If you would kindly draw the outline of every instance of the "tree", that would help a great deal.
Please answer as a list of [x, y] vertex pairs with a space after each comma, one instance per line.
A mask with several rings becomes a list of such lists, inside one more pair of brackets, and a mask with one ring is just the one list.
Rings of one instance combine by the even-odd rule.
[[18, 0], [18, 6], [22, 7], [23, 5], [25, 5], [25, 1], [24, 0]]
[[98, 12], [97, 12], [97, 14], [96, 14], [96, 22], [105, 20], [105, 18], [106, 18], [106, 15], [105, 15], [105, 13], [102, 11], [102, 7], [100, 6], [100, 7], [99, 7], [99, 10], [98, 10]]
****************
**Task directions:** Arrange every line of the records above as a Markdown table with the columns "No." and "Line", numbering the rows in order and omitting blank lines.

**Response to this exercise:**
| No. | Line |
|---|---|
| 1 | If you would kindly draw the outline of every instance of the "tree", that would help a great deal. |
| 2 | Please answer as a list of [x, y] vertex pairs with a space after each comma, one instance per line. |
| 3 | A mask with several rings becomes a list of such lists, inside one more pair of brackets, and a mask with one ring is just the one list. |
| 4 | Rings of one instance combine by the even-odd rule. |
| 5 | [[18, 0], [18, 6], [22, 7], [23, 5], [25, 5], [25, 1], [24, 0]] |
| 6 | [[98, 12], [97, 12], [97, 14], [96, 14], [96, 22], [105, 20], [105, 18], [106, 18], [106, 15], [105, 15], [105, 13], [102, 11], [102, 7], [100, 6], [100, 7], [99, 7], [99, 10], [98, 10]] |